# 天眼查企业信息收集
---

## 第一步，运行下面的代码即可

In [1]:
from pandas import read_csv, DataFrame
from time import sleep
from bs4 import BeautifulSoup as bs
from selenium import webdriver
from selenium.webdriver.common.by import By
from selenium.webdriver.support.ui import WebDriverWait
from selenium.webdriver.support import expected_conditions as EC
from selenium.webdriver.common.keys import Keys

# utilities
def get_page_soup():
    '''
    get page source and turn into Beautiful soup.
    '''
    return bs(driver.page_source, 'html.parser')


def get_company_list(path_to_company_csv):
    '''
    read the company file and only return company names.
    '''
    company_data = read_csv(path_to_company_csv)
    
    return list(company_data['企业名称'])


def click_button(CSS_Selector):
    '''
    click a button by its CSS_Slector.
    '''
    wait.until(EC.visibility_of_element_located((By.CSS_SELECTOR, CSS_Selector)))
    sleep(1.5)
    button = driver.find_element(By.CSS_SELECTOR, CSS_Selector)
    button.click()
    # waitting time after click button
    sleep(1.5)
    
    return None


def search(company_name):
    '''
    search comany.
    '''
    search_box = driver.find_element(By.CSS_SELECTOR, "input[class^='_']")
    search_box.clear()
    search_box.send_keys(company_name)
    search_box.send_keys(Keys.RETURN)
    sleep(2)
    
    return None


def get_data(company_name):
    '''
    get all company data.
    '''
    wait.until(EC.visibility_of_element_located((By.CSS_SELECTOR, '.dim-group > div:nth-child(2)')))
    sleep(1)
    page = get_page_soup()
    page = page.select("table", class_='table-wrap')
    # 工商信息
    business = page[0]
    # 股东信息
    stock_holder = page[2]
    
    # data processing
    company_data = clean_data(company_name, business, stock_holder)
    
    return company_data


def clean_data(company_name, com, stock_holder):
    '''
    clean raw source data into dic
    '''
    def get_txt(target, CSS_Selector):
        '''
        just get the text
        '''
        try:
            return target.select_one(CSS_Selector).get_text()

> 所列数据行

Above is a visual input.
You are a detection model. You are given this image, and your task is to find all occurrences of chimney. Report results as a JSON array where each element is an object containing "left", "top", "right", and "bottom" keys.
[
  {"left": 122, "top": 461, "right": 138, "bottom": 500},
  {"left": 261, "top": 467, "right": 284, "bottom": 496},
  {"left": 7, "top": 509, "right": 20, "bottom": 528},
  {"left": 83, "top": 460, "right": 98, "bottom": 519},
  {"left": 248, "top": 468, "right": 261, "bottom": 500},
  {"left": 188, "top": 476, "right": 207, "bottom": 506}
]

> 简短任务 A
请照原样抄写天眼查企业信息收集代码中从“button.click()”一直到“search_box.send_keys(company_name)”的全部内容。
> 简短任务 B
请把天眼查企业信息收集代码从它停下的地方接着往下写。
上面这些数据行取自另外的来源。

> 参考答案 A
button.click()
    # waitting time after click button
    sleep(1.5)
    
    return None


def search(company_name):
    '''
    search comany.
    '''
    search_box = driver.find_element(By.CSS_SELECTOR, "input[class^='_']")
    search_box.clear()
    search_box.send_keys(company_name)

> 参考答案 B
        except:
            return 'None'
    
    def remove_spaces_and_newlines(s):
        '''
        remove \n and space.
        '''
        return s.replace(" ", "").replace("\n", "")
    
    # setting up result
    com_info = {}
    com_info['企业名称'] = company_name
    
    # business
    com_info['法定代表人'] = get_txt(com, '.index_legal-representative__Kfdqv > div:nth-child(1) > div:nth-child(1) > div:nth-child(2) > div:nth-child(1) > div:nth-child(1)')
    com_info['统一社会信用代码'] = get_txt(com, '.index_tableBox__ZadJW > tbody:nth-child(1) > tr:nth-child(4) > td:nth-child(2) > div:nth-child(1) > span:nth-child(1)')
    com_info['组织机构代码'] = get_txt(com, '.index_tableBox__ZadJW > tbody:nth-child(1) > tr:nth-child(5) > td:nth-child(6) > div:nth-child(1) > span:nth-child(1)')
    com_info['企业类型'] = get_txt(com, '.index_tableBox__ZadJW > tbody:nth-child(1) > tr:nth-child(7) > td:nth-child(2)')
    com_info['人员规模 '] = get_txt(com, '.index_tableBox__ZadJW > tbody:nth-child(1) > tr:nth-child(7) > td:nth-child(6)')
    com_info['行业'] = get_txt(com, '.index_tableBox__ZadJW > tbody:nth-child(1) > tr:nth-child(7) > td:nth-child(4)')
    com_info['注册地址'] = get_txt(com, '.index_tableBox__ZadJW > tbody:nth-child(1) > tr:nth-child(9) > td:nth-child(4) > div:nth-child(1) > span:nth-child(1)')
    com_info['经营状态'] = get_txt(com, '.num-opening')
    com_info['工商注册号'] = get_txt(com, '.index_tableBox__ZadJW > tbody:nth-child(1) > tr:nth-child(5) > td:nth-child(2) > div:nth-child(1) > span:nth-child(1)')
    com_info['参保人数'] = get_txt(com, '.index_tableBox__ZadJW > tbody:nth-child(1) > tr:nth-child(8) > td:nth-child(2)')
    com_info['登记机关'] = get_txt(com, '.index_tableBox__ZadJW > tbody:nth-child(1) > tr:nth-child(9) > td:nth-child(2) > div:nth-child(1) > span:nth-child(1)')
    com_info['英文名'] = get_txt(com, '.index_tableBox__ZadJW > tbody:nth-child(1) > tr:nth-child(8) > td:nth-child(4) > div:nth-child(1) > span:nth-child(1)')
    com_info['成立日期'] = get_txt(com, '.index_tableBox__ZadJW > tbody:nth-child(1) > tr:nth-child(3) > td:nth-child(2)').strip()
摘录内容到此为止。